1957 Yugoslav Football Cup

Tournament details
- Country: Yugoslavia
- Dates: 27 March – 26 May
- Teams: 16

Final positions
- Champions: Partizan (4th title)
- Runners-up: Radnički Beograd

Tournament statistics
- Matches played: 15
- Goals scored: 67 (4.47 per match)

= 1956–57 Yugoslav Cup =

The 1956–57 Yugoslav Cup was the 10th season of the top football knockout competition in SFR Yugoslavia, the Yugoslav Cup (Kup Jugoslavije), also known as the "Marshal Tito Cup" (Kup Maršala Tita), since its establishment in 1946.

==Round of 16==
In the following tables winning teams are marked in bold; teams from outside top level are marked in italic script.

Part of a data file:

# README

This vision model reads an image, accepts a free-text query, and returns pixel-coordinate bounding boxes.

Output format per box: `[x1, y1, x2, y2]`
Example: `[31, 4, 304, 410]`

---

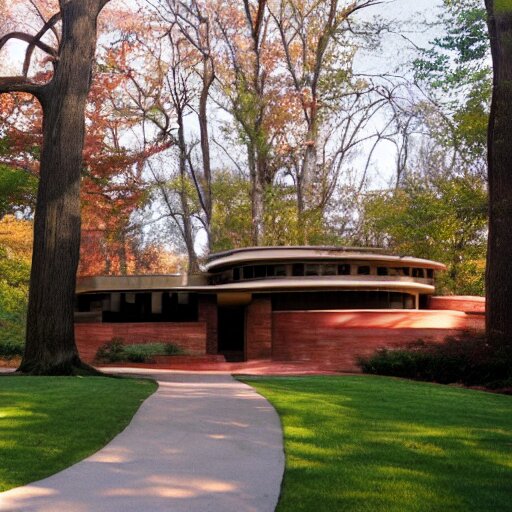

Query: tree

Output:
[413, 0, 492, 180]
[485, 0, 512, 347]
[360, 173, 487, 295]
[0, 0, 108, 374]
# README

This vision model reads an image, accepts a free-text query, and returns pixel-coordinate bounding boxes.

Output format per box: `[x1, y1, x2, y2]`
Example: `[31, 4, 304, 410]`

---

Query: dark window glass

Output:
[272, 291, 414, 311]
[292, 263, 304, 276]
[305, 263, 320, 276]
[273, 265, 286, 277]
[338, 263, 350, 276]
[322, 265, 337, 276]
[254, 265, 267, 278]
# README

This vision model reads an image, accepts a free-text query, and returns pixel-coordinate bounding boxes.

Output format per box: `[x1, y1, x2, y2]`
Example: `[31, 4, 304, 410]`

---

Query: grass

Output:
[0, 376, 156, 491]
[243, 376, 512, 512]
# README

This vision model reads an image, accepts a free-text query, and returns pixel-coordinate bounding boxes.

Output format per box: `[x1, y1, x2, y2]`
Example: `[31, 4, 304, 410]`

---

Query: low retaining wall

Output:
[428, 295, 485, 314]
[272, 310, 485, 372]
[75, 322, 206, 363]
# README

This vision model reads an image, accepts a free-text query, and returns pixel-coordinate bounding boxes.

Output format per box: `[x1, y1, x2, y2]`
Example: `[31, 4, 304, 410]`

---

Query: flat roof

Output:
[206, 246, 446, 271]
[76, 276, 435, 294]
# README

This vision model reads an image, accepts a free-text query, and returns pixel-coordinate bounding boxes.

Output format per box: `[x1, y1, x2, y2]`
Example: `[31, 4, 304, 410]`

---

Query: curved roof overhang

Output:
[77, 276, 435, 294]
[206, 247, 446, 272]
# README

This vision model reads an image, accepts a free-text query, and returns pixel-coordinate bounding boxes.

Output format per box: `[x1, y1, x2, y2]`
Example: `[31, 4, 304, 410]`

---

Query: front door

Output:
[217, 306, 245, 361]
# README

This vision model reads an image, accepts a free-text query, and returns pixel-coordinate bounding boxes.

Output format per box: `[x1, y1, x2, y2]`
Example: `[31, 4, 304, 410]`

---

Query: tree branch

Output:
[23, 11, 62, 76]
[0, 76, 45, 101]
[0, 32, 58, 58]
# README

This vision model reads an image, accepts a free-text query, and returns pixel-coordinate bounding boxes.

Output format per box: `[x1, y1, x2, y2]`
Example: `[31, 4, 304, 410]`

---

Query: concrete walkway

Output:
[0, 369, 284, 512]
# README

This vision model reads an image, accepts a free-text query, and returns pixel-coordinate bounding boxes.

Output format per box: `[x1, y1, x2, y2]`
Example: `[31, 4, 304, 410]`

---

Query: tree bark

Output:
[19, 0, 107, 375]
[176, 105, 199, 274]
[486, 0, 512, 346]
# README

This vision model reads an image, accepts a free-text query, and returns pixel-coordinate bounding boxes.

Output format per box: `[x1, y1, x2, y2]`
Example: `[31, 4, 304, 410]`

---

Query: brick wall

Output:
[428, 295, 485, 313]
[272, 310, 485, 371]
[199, 295, 219, 354]
[245, 296, 272, 360]
[75, 322, 206, 363]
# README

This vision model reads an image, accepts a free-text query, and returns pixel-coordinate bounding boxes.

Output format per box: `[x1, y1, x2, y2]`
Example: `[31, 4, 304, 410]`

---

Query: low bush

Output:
[0, 340, 24, 360]
[96, 338, 185, 363]
[358, 334, 512, 388]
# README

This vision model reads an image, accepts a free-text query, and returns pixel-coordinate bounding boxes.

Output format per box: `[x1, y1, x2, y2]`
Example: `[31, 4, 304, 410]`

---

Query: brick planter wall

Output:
[199, 295, 219, 354]
[272, 310, 485, 371]
[245, 297, 272, 361]
[75, 322, 206, 363]
[428, 295, 485, 314]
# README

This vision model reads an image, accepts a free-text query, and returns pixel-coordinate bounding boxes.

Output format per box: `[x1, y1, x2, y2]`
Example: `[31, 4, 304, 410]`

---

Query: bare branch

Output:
[0, 76, 46, 101]
[0, 32, 58, 58]
[23, 11, 62, 76]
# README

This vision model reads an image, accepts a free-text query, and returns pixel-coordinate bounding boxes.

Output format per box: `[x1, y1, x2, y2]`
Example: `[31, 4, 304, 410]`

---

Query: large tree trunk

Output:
[19, 0, 106, 374]
[486, 0, 512, 346]
[176, 108, 199, 274]
[198, 58, 214, 252]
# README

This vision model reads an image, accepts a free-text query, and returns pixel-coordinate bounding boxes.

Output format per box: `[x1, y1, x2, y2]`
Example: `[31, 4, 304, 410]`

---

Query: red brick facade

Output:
[428, 296, 485, 314]
[75, 295, 485, 371]
[75, 322, 207, 363]
[272, 310, 484, 371]
[245, 297, 272, 360]
[199, 295, 219, 355]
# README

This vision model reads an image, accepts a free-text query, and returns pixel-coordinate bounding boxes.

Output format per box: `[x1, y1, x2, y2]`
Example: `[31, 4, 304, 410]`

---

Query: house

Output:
[75, 247, 485, 370]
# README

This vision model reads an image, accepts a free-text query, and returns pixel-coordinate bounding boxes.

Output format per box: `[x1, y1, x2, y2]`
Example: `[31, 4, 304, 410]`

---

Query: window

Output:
[268, 265, 286, 277]
[243, 267, 254, 279]
[338, 263, 350, 276]
[254, 265, 267, 278]
[322, 265, 337, 276]
[412, 268, 423, 278]
[305, 263, 320, 276]
[292, 263, 304, 276]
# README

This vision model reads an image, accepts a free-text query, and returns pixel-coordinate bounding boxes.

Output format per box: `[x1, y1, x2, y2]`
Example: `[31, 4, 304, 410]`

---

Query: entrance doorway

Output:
[217, 306, 245, 361]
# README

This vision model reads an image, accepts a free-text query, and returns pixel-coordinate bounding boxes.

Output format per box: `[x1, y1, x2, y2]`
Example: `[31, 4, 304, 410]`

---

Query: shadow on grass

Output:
[244, 377, 512, 512]
[0, 376, 156, 491]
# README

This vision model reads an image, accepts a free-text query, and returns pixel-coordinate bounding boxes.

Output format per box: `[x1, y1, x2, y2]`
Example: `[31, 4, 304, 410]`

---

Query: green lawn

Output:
[243, 376, 512, 512]
[0, 376, 156, 491]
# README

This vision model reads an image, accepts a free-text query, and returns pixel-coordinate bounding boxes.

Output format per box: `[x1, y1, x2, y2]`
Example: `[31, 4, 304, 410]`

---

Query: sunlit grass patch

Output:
[244, 376, 512, 512]
[0, 376, 156, 491]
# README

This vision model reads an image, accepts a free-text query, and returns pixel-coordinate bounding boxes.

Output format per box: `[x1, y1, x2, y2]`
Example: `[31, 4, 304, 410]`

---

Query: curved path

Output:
[0, 369, 284, 512]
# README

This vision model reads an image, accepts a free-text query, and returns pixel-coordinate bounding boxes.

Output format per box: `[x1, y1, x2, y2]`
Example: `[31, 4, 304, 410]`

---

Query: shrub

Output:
[0, 340, 24, 359]
[358, 334, 512, 388]
[96, 338, 124, 363]
[96, 338, 185, 363]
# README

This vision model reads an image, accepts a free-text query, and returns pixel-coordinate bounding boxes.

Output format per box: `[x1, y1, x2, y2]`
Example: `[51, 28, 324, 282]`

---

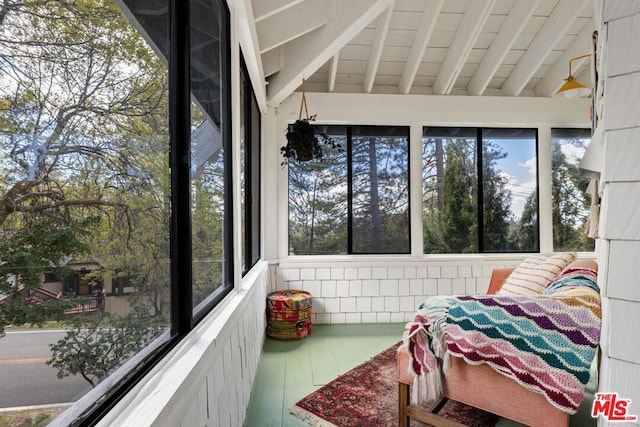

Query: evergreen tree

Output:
[551, 140, 594, 251]
[442, 139, 478, 253]
[482, 140, 513, 252]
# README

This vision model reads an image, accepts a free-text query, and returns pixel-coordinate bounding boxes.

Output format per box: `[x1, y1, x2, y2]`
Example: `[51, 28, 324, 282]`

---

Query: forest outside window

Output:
[551, 128, 597, 252]
[240, 61, 261, 275]
[289, 125, 410, 255]
[422, 127, 539, 254]
[0, 0, 233, 425]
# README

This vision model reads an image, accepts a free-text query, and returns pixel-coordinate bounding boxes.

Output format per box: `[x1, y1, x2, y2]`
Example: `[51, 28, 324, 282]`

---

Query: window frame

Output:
[240, 53, 262, 277]
[420, 125, 541, 255]
[63, 0, 234, 426]
[287, 123, 412, 256]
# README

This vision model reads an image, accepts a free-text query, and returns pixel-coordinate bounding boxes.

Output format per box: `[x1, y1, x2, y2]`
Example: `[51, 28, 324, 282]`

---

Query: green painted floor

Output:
[245, 323, 596, 427]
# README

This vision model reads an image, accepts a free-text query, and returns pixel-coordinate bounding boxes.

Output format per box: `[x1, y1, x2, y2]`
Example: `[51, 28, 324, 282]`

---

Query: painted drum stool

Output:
[267, 290, 312, 340]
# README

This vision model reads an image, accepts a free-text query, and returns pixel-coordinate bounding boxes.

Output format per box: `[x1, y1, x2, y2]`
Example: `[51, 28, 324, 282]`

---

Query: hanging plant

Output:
[280, 79, 341, 165]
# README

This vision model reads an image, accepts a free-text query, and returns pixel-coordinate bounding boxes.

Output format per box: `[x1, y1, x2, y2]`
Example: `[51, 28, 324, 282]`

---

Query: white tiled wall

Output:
[271, 256, 523, 324]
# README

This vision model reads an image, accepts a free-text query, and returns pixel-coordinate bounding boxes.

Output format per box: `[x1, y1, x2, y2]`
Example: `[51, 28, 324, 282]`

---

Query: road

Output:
[0, 329, 91, 408]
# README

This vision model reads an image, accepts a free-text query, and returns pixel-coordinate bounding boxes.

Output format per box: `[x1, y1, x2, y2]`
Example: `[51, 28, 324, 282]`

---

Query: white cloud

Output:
[560, 144, 585, 165]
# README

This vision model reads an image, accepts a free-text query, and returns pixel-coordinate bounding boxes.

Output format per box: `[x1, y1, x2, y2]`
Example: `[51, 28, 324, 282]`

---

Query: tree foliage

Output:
[47, 306, 164, 387]
[0, 0, 170, 332]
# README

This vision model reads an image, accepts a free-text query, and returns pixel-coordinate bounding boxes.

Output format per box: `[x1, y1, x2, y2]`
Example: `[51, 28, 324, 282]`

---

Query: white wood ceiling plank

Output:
[467, 0, 539, 96]
[502, 0, 590, 96]
[533, 20, 595, 96]
[363, 7, 393, 93]
[267, 0, 393, 106]
[389, 10, 421, 31]
[256, 0, 331, 53]
[236, 0, 267, 111]
[398, 0, 444, 93]
[252, 0, 304, 22]
[262, 46, 284, 77]
[433, 0, 494, 95]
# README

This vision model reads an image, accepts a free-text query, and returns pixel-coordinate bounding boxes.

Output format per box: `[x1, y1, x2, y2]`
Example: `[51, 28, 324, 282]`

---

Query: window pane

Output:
[422, 127, 478, 254]
[239, 67, 251, 273]
[190, 0, 231, 311]
[0, 1, 171, 407]
[551, 129, 595, 251]
[289, 126, 347, 255]
[481, 129, 539, 252]
[422, 127, 539, 253]
[246, 85, 262, 267]
[351, 126, 411, 253]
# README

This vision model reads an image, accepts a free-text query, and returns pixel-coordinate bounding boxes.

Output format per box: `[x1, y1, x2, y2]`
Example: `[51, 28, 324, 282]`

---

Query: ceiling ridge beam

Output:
[533, 19, 595, 96]
[267, 0, 393, 107]
[433, 0, 495, 95]
[501, 0, 590, 96]
[327, 52, 340, 92]
[362, 1, 395, 93]
[467, 0, 540, 95]
[398, 0, 444, 94]
[256, 0, 331, 53]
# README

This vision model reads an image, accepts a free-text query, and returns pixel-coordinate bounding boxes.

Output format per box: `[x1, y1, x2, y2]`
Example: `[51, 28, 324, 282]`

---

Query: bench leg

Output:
[398, 382, 410, 427]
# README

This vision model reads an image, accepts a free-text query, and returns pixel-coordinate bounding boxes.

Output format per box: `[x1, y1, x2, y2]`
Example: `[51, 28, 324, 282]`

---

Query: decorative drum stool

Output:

## Problem
Answer these questions from the Yugoslav Cup text above.
(a) Which club won the tournament, and which title was it for that club?
(b) How many teams took part?
(c) What other name was the competition known by?

## The result
(a) Partizan won, its 4th title.
(b) 16 teams.
(c) The "Marshal Tito Cup" (Kup Maršala Tita).